Render only the lines of the listing from the line with "For every instance of the rectangular" to the line with "pixel 237 23", both included, as a Markdown table. Use the columns Row and Line, number each row, and leave out blank lines.
═══ Data in this exercise
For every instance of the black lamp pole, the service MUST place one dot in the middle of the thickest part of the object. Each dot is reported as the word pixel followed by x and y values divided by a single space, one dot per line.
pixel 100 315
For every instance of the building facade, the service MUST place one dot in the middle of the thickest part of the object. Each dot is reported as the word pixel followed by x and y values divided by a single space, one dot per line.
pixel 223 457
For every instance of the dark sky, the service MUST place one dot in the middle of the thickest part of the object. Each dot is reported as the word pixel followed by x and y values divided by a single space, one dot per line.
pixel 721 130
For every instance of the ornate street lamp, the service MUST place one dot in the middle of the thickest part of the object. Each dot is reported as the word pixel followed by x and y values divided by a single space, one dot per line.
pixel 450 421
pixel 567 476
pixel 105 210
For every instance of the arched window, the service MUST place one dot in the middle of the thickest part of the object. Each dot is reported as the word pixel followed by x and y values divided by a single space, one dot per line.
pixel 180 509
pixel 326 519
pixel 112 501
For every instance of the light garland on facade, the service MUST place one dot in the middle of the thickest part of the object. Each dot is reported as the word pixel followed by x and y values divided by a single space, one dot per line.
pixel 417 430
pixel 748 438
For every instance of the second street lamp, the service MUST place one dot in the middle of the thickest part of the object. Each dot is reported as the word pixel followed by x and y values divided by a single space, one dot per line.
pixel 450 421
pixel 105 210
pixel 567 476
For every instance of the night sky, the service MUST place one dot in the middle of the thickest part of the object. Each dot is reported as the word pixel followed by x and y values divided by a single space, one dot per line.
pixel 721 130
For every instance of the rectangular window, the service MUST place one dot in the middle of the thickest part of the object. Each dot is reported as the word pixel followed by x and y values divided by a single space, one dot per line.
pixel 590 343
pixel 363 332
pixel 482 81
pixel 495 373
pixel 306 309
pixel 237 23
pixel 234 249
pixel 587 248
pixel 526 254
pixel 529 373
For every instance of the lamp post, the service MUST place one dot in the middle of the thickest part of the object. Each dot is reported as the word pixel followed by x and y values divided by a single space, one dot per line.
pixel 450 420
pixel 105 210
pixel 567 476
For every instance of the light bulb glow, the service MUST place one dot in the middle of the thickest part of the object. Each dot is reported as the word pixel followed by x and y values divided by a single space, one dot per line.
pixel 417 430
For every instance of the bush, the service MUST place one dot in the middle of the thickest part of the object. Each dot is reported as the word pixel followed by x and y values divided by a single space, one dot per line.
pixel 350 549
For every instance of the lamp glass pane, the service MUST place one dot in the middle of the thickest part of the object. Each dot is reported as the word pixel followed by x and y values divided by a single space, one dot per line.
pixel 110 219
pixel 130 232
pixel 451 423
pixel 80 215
══════
Solution to this task:
| Row | Line |
|---|---|
| 1 | For every instance of the rectangular window, the service MUST place one dot in the middle of the thickest part of the object. Each dot is reported as the word pixel followed by x and y values divided by a single space, one dot per line. |
| 2 | pixel 590 343 |
| 3 | pixel 363 332 |
| 4 | pixel 482 81 |
| 5 | pixel 495 373 |
| 6 | pixel 306 309 |
| 7 | pixel 237 23 |